═══ Selected extract

It's a plate that bolts onto the top of the T-case, and reinforces it where the transfer gears from the rear output to the front output are, keeps the torque between the input gears and output gears from cracking the case.
Here's a link to a place that sells them: Transfer Case Saver Kit Toyota Land Cruiser FJ40 45 55 - JTOutfitters

I've heard mixed reviews on JT Outfitters as a company, so please don't think I'm pimping their products, I just know they have an easy-to-access image of the plate. IMO you could probably build one yourself in an afternoon if you study the pic, and some install threads here on 'Mud.
 
not much going on letely...at least nothing interesting to look/talk about. i took apart the real axle, mostly to paint and inspect. the bearings looked good, no wear and tear on the diff to speak of. i bought some gaskets and seals.....re-assembled the thing. after getting it mostly together i painted it up with KBS. i took off the e-brake, i still gotta clean it up and stick it back in. now I'm toyingy with the idea of modifing it. I still have the transfercase E-brake. i was thinking about a few different applications;

1, tandem e-brake..... i guess you cant have enough braking

2, drift brake.....seeing how you can lock each side independently, i was thinking about two brake petals/levers. one for each side of the rear axle. this way when i'm racing import cars i can drift around corners! naa but seriously..... i was thinking it might be cool to lock one rear wheel and pivot the bus like vehicle around it in a tight corner. the idea sounds cool but i doubt i'll be running this thing through such a tight spot. also by doing that you'd kinda be power-braking the one wheel you dont want to spin. i dont have plans for a split case? (front wheel drive only, if its even possible with a 3 speed transfer case) kinda thing, and it seems like if i locked the back axle it would be really unhappy about locking up one wheel. I've read about some of the more hardcore rigs having something like this. but then the word hardcore comes into play. I'm kind of a poser....i dont know how hardcore i'm gonna get in a LV....so i'm thinkin' the drift brake idea is out.

══════
═══ Data to use

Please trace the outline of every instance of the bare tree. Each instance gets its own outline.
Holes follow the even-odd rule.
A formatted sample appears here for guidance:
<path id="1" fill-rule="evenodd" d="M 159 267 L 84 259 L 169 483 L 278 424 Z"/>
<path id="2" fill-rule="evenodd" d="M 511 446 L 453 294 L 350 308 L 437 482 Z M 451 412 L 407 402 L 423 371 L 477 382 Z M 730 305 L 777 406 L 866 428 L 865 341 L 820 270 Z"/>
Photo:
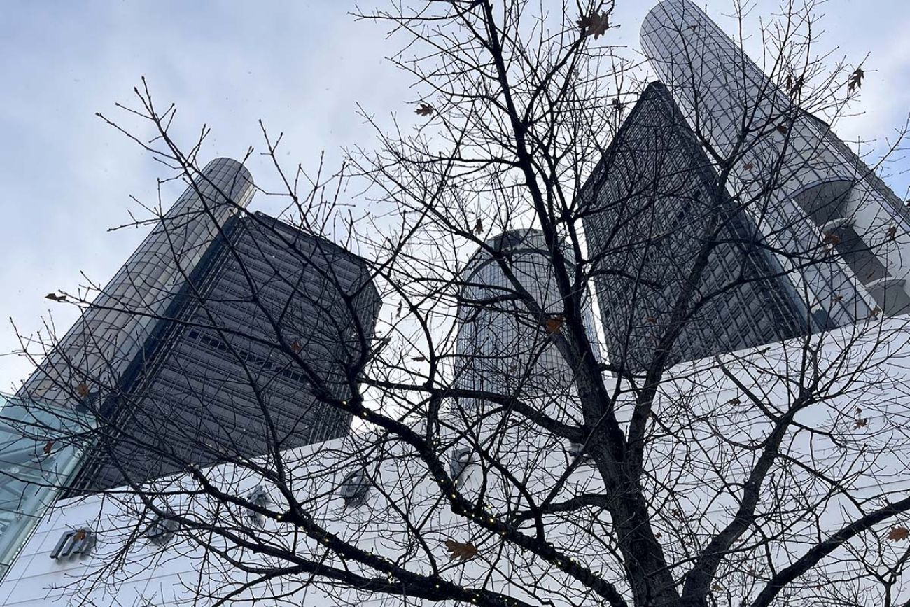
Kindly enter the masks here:
<path id="1" fill-rule="evenodd" d="M 742 17 L 747 7 L 735 8 Z M 24 394 L 33 408 L 79 403 L 85 419 L 76 431 L 33 426 L 36 446 L 78 445 L 123 481 L 103 501 L 64 502 L 97 513 L 104 555 L 69 584 L 73 600 L 109 604 L 106 592 L 179 553 L 196 572 L 187 587 L 147 598 L 910 601 L 910 495 L 898 482 L 906 296 L 894 274 L 908 224 L 814 117 L 834 124 L 862 69 L 820 53 L 815 7 L 787 2 L 764 24 L 764 76 L 731 61 L 704 81 L 713 51 L 700 15 L 668 12 L 671 31 L 644 36 L 655 65 L 668 56 L 653 41 L 674 45 L 656 88 L 612 46 L 611 2 L 449 0 L 359 15 L 402 39 L 392 59 L 414 76 L 417 117 L 391 132 L 377 125 L 378 147 L 349 150 L 329 177 L 283 167 L 280 137 L 263 129 L 286 187 L 259 195 L 284 197 L 282 218 L 320 244 L 298 247 L 218 192 L 322 277 L 319 288 L 299 272 L 276 269 L 268 286 L 243 271 L 249 326 L 265 322 L 247 333 L 192 272 L 181 297 L 197 314 L 107 301 L 217 334 L 219 356 L 242 372 L 211 386 L 187 367 L 187 385 L 203 387 L 180 394 L 192 410 L 162 420 L 174 394 L 141 383 L 131 393 L 113 361 L 73 356 L 49 376 L 53 399 Z M 196 161 L 204 142 L 184 153 L 171 110 L 147 89 L 137 101 L 129 111 L 158 136 L 140 145 L 210 197 Z M 720 105 L 733 120 L 721 121 Z M 805 182 L 837 162 L 849 178 Z M 353 191 L 358 215 L 342 204 Z M 225 263 L 256 263 L 223 240 Z M 369 280 L 327 262 L 329 241 L 361 256 Z M 94 291 L 63 296 L 98 306 Z M 278 317 L 275 297 L 287 310 Z M 384 302 L 375 331 L 362 320 L 371 297 Z M 736 341 L 759 317 L 772 333 Z M 314 326 L 331 330 L 307 334 Z M 250 356 L 253 342 L 266 353 Z M 693 353 L 706 358 L 690 362 Z M 144 356 L 135 364 L 151 369 L 165 354 Z M 276 416 L 270 395 L 287 373 L 306 394 L 298 411 Z M 214 402 L 206 386 L 250 404 L 204 432 L 192 420 Z M 288 429 L 302 431 L 313 411 L 353 419 L 354 430 L 299 446 L 313 440 Z M 156 476 L 136 458 L 179 475 Z"/>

══════

**Work to complete**
1. Return the entries from their first line through the line with "Kindly enter the", both ends included, and leave the picture out.
2. Write the next part of the forum posts about the Land Cruiser transfer case and rear e-brake, picking up after their last sentence.

**Answer set**
1.
Please trace the outline of every instance of the bare tree. Each instance gets its own outline.
Holes follow the even-odd rule.
A formatted sample appears here for guidance:
<path id="1" fill-rule="evenodd" d="M 159 267 L 84 259 L 169 483 L 278 424 Z"/>
<path id="2" fill-rule="evenodd" d="M 511 446 L 453 294 L 350 308 L 437 482 Z M 451 412 L 407 402 L 423 371 L 477 382 Z M 730 305 L 777 406 L 866 428 L 865 341 L 820 270 Z"/>
Photo:
Kindly enter the masks here:

2.
good ol' Kurt at Cruiser outfitters is porbably expecting a call from me today...I solicited him for a cut and turn. I'm trying to find some virtue in procrastination, i keep ttelling myself stuff like haste makes waste, or patience is a virtue. pretty much anything to justify my procrastination. on that note i pulled out my front axle, and started stripping/cleaning.

this took me way back, back about a year ago when i yanked these axles from under a fj60 in the junkyard. it brough back some not so fond memories of rusted n bolts & nuts, heavy lifting, and hitting myself in the head with a exaust section i was using as a cheater. i also remember noticing the knuckle seals on one side blown to hell, and thick gear oil and knuckle grease squirting out on me,and one wheel not wanting to turn.good times!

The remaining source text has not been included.